The request. Locate the line containing "Every instance of the nissan", then please write out that line and all the lines below it in the entries exactly.

— Begin Input —

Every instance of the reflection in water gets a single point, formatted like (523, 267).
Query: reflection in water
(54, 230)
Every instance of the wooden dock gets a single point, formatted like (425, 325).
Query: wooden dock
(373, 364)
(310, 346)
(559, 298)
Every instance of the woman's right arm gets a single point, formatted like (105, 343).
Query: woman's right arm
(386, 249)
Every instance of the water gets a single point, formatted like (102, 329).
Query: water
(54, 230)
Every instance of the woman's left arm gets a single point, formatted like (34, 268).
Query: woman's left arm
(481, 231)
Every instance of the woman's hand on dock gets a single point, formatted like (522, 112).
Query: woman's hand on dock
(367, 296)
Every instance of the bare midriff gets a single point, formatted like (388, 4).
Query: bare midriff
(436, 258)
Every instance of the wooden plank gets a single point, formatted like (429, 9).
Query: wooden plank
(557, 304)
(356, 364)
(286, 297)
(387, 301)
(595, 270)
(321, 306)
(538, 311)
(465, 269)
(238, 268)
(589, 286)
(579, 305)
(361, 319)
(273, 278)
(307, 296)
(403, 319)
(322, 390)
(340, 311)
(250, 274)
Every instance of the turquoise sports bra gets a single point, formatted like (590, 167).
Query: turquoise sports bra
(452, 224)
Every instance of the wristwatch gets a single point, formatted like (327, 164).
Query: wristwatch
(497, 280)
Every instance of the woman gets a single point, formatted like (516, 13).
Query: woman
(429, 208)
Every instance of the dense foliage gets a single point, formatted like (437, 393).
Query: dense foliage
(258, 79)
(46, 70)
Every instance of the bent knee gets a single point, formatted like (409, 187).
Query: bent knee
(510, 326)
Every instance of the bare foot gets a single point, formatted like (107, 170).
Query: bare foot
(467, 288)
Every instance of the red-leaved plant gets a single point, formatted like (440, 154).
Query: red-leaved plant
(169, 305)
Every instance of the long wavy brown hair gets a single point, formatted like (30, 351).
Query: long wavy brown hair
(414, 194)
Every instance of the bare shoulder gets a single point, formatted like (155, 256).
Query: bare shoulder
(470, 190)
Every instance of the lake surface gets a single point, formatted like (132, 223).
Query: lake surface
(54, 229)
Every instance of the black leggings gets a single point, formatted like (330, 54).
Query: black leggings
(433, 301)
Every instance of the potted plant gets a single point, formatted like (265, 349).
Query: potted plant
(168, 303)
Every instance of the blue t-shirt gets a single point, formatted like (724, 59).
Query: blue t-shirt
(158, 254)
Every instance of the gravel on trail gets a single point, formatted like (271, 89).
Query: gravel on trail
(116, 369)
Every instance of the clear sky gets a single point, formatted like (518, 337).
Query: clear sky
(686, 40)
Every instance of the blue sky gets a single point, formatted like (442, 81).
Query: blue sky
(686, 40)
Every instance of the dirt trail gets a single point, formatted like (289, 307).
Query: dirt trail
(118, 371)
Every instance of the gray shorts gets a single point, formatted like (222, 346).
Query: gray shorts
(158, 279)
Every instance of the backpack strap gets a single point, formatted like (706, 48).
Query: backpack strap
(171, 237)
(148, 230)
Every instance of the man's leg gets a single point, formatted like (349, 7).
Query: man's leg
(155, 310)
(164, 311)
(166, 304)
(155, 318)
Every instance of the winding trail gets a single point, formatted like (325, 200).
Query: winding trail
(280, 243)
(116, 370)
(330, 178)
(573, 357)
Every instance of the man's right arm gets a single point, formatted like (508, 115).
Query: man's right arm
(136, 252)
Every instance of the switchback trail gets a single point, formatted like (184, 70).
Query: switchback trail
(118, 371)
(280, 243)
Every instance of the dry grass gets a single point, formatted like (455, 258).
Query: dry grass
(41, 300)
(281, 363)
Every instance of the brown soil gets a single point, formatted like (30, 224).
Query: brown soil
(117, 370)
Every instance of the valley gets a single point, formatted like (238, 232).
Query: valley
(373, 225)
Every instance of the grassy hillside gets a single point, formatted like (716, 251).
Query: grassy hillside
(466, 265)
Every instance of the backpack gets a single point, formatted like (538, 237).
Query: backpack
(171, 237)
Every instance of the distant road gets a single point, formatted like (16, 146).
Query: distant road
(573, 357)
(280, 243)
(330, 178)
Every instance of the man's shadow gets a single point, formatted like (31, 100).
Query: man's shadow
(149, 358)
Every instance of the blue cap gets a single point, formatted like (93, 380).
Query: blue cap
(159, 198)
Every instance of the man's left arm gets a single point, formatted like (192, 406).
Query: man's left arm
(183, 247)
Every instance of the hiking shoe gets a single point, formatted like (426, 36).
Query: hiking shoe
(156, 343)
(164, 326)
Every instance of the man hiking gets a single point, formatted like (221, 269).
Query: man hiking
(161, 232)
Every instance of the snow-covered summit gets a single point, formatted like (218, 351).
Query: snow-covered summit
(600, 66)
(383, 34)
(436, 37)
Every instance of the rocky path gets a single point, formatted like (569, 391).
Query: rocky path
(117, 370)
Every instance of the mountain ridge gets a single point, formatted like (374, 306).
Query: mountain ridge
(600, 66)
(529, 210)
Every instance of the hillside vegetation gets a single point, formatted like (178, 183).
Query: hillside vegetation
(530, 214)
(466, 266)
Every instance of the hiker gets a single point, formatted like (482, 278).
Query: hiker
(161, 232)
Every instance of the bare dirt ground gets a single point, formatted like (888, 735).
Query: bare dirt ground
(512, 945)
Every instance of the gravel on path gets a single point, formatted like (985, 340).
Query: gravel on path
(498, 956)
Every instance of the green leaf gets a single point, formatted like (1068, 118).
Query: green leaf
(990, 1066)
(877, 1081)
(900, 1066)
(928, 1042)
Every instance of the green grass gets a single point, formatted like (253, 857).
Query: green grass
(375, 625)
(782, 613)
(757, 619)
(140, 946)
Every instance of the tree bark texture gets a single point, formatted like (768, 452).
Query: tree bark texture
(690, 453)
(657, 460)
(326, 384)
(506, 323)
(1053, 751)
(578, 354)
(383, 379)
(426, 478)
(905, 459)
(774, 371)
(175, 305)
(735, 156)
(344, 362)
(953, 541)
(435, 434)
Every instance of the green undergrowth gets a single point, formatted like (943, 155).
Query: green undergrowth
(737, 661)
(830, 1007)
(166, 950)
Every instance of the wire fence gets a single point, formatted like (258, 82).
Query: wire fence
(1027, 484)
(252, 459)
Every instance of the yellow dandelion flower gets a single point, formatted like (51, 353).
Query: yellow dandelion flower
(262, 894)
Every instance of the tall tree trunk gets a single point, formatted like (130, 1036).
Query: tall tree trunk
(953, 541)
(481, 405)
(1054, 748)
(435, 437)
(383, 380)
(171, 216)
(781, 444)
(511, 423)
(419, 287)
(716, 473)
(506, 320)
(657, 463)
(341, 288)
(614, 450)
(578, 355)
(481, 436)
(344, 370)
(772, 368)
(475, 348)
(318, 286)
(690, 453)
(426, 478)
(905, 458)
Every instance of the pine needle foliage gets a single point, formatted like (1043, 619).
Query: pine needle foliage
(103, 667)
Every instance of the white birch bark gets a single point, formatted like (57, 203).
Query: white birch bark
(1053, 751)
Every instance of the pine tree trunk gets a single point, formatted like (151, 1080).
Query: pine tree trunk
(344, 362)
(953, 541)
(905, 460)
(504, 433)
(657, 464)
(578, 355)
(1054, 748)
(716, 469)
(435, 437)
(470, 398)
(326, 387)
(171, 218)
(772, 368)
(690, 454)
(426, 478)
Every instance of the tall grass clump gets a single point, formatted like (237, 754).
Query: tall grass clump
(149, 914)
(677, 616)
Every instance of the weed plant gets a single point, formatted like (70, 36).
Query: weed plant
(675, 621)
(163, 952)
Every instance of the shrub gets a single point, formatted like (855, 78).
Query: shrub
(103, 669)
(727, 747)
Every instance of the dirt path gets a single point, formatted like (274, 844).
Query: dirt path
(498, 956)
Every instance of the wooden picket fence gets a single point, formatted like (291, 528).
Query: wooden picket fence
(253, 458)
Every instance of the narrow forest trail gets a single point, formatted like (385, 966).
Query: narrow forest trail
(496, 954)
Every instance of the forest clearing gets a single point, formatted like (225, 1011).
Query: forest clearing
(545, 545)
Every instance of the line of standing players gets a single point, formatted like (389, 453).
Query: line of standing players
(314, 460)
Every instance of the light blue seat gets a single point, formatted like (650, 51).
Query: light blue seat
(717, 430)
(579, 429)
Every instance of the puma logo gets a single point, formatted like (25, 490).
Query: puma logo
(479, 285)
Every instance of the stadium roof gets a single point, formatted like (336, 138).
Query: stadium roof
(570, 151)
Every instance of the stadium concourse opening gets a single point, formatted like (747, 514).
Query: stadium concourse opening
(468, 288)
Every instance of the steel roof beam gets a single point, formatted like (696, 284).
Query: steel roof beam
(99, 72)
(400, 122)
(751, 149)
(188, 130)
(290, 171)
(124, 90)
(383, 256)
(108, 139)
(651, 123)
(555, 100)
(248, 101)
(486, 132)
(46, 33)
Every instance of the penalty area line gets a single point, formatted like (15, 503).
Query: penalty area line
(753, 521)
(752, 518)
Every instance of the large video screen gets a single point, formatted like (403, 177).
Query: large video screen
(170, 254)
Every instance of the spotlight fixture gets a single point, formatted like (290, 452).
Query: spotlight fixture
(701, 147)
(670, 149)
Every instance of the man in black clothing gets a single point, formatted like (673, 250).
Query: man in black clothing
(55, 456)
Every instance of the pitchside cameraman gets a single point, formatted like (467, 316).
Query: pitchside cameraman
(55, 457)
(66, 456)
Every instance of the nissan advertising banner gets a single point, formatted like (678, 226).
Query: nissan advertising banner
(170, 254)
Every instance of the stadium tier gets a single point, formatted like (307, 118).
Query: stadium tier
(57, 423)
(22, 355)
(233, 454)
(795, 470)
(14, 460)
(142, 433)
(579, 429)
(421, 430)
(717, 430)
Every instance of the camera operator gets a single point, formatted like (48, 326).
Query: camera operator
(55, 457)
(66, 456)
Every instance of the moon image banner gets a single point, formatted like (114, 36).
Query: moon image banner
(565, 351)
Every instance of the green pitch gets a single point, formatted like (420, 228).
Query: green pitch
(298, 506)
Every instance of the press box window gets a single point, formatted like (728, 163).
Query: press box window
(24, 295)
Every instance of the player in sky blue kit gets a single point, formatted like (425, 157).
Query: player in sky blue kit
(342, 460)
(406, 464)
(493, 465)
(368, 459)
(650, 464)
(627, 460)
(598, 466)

— End Input —

Full answer.
Every instance of the nissan advertising banner gets a single point, formatted like (678, 226).
Query: nissan advertising banner
(170, 254)
Every instance of the stadium tier gets a single point, formatted like (307, 118).
Query: stadium tier
(57, 423)
(22, 355)
(233, 454)
(795, 470)
(14, 460)
(142, 433)
(579, 429)
(421, 430)
(717, 430)
Every instance of the camera operator gets a single point, formatted like (48, 326).
Query: camera operator
(55, 457)
(66, 456)
Every instance of the moon image banner gets a single point, formatted like (114, 36).
Query: moon image banner
(565, 351)
Every instance of the green pitch gets a single point, formatted like (420, 228).
Query: green pitch
(298, 506)
Every instance of the press box window gets a single point, formatted like (728, 163).
Query: press box window
(24, 295)
Every instance of the player in sky blue kit gets a single point, formatted like (425, 157).
Query: player in sky blue kit
(342, 460)
(406, 464)
(493, 465)
(368, 459)
(650, 464)
(627, 460)
(598, 466)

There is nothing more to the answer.